--- SET TASKS ---
1/ From the pgindent post, print the part between "On 2017-03-13 01:03:51" and "EEO_SWITCH (op->opcode)", inclusive.
2/ Answer these questions from the pgindent post, marking each answer like its question:
(a) At what date and time was the quoted earlier message written?
(b) Which tool does the writer say mangles the code?
(c) What statement follows EEO_CASE(EEO_DONE): in the code?

=== TEXT TO READ ===

2017-03-13 Thread Andres Freund
Hi,

On 2017-03-13 01:03:51 -0700, Andres Freund wrote:
> What's basically missing here is:
> - pgindent run and minimizing resulting damage

Running into a bit of an issue here - pgindent mangles something like

EEO_SWITCH (op->opcode)
{
EEO_CASE(EEO_DONE):
goto out;

EEO_CASE(EEO_INNER_FETCHSOME):
/* XXX: worthwhile to check tts_nvalid inline first? */
slot_getsomeattrs(innerslot, op->d.fetch.last_var);
EEO_DISPATCH(op);

EEO_CASE(EEO_OUTER_FETCHSOME):
slot_getsomeattrs(outerslot, op->d.fetch.last_var);
EEO_DISPATCH(op);

EEO_CASE(EEO_SCAN_FETCHSOME):
slot_getsomeattrs(scanslot, op->d.fetch.last_var);
EEO_DISPATCH(op);

EEO_CASE(EEO_INNER_VAR):
{
int attnum = op->d.var.attnum;

/*
 * Can't assert tts_nvalid, as wholerow var evaluation or such
 * could have materialized the slot - but the contents are
 * still valid :/
 */
Assert(op->d.var.attnum >= 0);
*op->resnull = innerslot->tts_isnull[attnum];
*op->resvalue = innerslot->tts_values[attnum];
EEO_DISPATCH(op);
}

into

EEO_SWITCH(op->opcode)

=== SUPPLIED INFORMATION ===

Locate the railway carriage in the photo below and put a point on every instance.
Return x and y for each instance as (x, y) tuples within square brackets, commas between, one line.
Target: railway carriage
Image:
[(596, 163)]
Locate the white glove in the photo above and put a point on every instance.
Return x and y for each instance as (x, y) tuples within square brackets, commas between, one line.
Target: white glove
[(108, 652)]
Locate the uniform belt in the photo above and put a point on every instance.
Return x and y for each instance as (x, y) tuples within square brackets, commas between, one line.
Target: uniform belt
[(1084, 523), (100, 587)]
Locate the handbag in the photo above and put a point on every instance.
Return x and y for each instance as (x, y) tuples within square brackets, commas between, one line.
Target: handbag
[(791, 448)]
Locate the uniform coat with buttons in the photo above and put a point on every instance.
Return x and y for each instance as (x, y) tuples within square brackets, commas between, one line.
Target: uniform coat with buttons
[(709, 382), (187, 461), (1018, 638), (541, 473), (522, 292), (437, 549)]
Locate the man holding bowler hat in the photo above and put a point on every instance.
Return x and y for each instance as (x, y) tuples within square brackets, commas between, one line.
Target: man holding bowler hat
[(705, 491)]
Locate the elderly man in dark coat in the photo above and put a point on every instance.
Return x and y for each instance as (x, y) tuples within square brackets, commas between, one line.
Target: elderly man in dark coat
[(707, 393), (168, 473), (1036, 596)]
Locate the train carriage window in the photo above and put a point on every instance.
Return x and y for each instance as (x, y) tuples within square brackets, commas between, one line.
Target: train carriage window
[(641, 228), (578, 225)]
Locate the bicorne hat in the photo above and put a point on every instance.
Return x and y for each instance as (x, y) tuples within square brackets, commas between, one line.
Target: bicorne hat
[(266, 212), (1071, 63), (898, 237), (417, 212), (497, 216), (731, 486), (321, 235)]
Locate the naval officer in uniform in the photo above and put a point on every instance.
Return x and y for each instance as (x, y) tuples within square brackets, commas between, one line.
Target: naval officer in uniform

===

--- EXERCISE ANSWERS ---
1/
On 2017-03-13 01:03:51 -0700, Andres Freund wrote:
> What's basically missing here is:
> - pgindent run and minimizing resulting damage

Running into a bit of an issue here - pgindent mangles something like

EEO_SWITCH (op->opcode)

2/
(a) 2017-03-13 01:03:51 -0700
(b) pgindent
(c) goto out;